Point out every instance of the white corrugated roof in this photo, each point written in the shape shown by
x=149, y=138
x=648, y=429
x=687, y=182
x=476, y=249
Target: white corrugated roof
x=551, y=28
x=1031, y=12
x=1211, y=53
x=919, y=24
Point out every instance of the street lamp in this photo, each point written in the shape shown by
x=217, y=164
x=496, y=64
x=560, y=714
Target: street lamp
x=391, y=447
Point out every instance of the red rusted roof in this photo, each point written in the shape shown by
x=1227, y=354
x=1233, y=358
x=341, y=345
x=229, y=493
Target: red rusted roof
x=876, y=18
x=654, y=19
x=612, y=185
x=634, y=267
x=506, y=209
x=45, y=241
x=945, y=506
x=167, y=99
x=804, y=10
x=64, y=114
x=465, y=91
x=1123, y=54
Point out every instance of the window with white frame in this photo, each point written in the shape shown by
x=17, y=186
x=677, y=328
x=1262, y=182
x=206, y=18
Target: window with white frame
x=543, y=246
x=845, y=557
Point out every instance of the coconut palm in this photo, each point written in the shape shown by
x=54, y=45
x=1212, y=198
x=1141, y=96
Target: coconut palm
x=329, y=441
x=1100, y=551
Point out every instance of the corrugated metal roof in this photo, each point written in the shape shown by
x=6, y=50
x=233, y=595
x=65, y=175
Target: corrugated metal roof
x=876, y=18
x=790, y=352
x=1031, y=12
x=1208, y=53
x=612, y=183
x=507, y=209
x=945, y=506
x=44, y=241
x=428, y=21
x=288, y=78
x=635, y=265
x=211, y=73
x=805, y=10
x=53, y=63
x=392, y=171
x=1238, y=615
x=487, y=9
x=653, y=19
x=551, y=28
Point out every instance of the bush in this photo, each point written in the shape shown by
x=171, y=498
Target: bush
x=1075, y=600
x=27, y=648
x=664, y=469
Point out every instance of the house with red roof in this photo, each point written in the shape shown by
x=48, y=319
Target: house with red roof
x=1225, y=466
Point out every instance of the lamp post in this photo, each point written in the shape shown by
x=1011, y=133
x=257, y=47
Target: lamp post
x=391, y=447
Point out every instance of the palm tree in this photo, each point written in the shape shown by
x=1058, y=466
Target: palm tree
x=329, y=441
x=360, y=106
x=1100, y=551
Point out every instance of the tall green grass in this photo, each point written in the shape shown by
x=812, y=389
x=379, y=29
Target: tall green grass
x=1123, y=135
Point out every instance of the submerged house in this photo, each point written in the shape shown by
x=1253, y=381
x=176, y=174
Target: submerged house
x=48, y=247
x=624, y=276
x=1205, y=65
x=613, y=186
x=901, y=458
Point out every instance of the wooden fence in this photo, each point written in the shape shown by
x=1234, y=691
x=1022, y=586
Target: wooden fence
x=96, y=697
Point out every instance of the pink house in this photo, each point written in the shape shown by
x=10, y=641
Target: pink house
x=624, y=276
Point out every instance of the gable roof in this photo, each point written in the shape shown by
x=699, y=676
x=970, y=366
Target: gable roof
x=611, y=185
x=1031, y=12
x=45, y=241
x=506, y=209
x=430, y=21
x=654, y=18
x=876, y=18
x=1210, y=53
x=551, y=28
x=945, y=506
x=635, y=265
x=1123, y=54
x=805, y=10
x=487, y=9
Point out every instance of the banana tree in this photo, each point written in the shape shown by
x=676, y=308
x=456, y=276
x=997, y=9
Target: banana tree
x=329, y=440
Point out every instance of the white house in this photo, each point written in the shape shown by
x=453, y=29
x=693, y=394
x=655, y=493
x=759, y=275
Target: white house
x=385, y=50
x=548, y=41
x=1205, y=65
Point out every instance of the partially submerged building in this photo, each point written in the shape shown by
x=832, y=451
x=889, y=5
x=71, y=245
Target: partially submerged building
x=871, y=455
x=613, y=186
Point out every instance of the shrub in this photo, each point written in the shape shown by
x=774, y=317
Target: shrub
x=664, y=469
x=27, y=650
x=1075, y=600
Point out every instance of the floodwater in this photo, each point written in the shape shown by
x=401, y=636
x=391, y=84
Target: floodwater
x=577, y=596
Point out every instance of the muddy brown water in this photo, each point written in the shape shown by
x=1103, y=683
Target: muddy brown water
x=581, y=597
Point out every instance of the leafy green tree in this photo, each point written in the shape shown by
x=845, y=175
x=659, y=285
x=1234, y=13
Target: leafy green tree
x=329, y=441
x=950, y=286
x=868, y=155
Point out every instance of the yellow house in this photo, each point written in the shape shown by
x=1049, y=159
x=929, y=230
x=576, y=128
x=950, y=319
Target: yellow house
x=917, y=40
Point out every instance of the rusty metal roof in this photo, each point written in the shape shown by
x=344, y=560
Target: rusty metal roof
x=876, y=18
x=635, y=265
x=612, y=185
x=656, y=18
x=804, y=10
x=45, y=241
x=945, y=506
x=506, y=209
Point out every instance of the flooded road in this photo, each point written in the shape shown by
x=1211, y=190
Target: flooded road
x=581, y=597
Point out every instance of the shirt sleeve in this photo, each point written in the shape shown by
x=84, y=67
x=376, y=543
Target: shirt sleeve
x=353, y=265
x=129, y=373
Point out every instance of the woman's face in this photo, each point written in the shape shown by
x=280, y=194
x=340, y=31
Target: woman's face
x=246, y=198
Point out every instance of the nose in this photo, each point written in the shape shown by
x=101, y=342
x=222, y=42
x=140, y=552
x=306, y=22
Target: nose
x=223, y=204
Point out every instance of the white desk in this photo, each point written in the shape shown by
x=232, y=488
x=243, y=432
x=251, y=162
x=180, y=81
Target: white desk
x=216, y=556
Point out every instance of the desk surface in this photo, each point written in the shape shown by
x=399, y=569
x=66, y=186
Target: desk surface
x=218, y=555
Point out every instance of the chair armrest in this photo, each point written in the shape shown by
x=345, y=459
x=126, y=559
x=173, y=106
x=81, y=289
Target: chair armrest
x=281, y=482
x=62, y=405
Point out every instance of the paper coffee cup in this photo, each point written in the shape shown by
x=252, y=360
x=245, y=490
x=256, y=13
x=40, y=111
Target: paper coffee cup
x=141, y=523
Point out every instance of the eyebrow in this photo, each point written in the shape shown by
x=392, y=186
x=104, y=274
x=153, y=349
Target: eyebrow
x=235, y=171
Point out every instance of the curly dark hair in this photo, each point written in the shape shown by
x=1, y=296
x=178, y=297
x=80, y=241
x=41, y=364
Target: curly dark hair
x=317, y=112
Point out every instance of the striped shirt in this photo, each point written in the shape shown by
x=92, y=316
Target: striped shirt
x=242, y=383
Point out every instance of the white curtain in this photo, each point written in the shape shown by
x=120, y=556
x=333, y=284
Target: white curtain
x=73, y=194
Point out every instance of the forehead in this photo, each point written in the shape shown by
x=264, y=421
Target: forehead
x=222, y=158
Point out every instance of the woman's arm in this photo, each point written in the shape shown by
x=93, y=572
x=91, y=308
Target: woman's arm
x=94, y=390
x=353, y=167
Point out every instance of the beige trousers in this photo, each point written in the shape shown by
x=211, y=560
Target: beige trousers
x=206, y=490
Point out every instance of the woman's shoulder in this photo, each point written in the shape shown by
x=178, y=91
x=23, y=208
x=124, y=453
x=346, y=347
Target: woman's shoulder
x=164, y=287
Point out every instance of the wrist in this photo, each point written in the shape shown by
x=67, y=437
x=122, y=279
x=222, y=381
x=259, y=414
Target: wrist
____________________
**Stated goal:** Rewrite the records from the line containing "Point out every instance of the woman's shoulder" through the end of the records, requests included, offsetting every coordinate in the answers by -37. Leave the coordinates inside the requests unchanged.

**Reply:**
Point out every instance of the woman's shoulder in this photo, each point written in the shape shown by
x=178, y=91
x=23, y=208
x=124, y=453
x=346, y=347
Target: woman's shoulder
x=127, y=250
Point out every instance of the wrist in this photo, each point written in the shape shown by
x=67, y=437
x=122, y=279
x=222, y=381
x=259, y=414
Target: wrist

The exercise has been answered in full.